### PROBLEM STATEMENT
Reproduce each of the following lines verbatim, in the same order.

### RECORDS TO USE
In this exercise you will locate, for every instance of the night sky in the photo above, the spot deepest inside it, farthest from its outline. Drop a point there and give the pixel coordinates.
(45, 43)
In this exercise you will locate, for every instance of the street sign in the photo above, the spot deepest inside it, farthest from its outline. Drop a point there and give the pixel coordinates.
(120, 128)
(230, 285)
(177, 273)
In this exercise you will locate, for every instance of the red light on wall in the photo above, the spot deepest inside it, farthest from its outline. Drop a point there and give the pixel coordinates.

### THE ANSWER
In this exercise you will locate, for every instance of the night sky in the photo above, the spot deepest inside it, farthest from its outline. Drop a point there and give the pixel coordinates.
(45, 43)
In this exercise you will locate, for every instance of the street sign in the photo above, the spot deepest inside it, farthest from its outline. Drop a point there and give the pixel coordinates.
(120, 128)
(230, 285)
(177, 273)
In this exercise you will locate, for every instance of the red light on wall in the photo above, the spot deepest inside it, farthest from its outline. Drop a point there and give the pixel coordinates.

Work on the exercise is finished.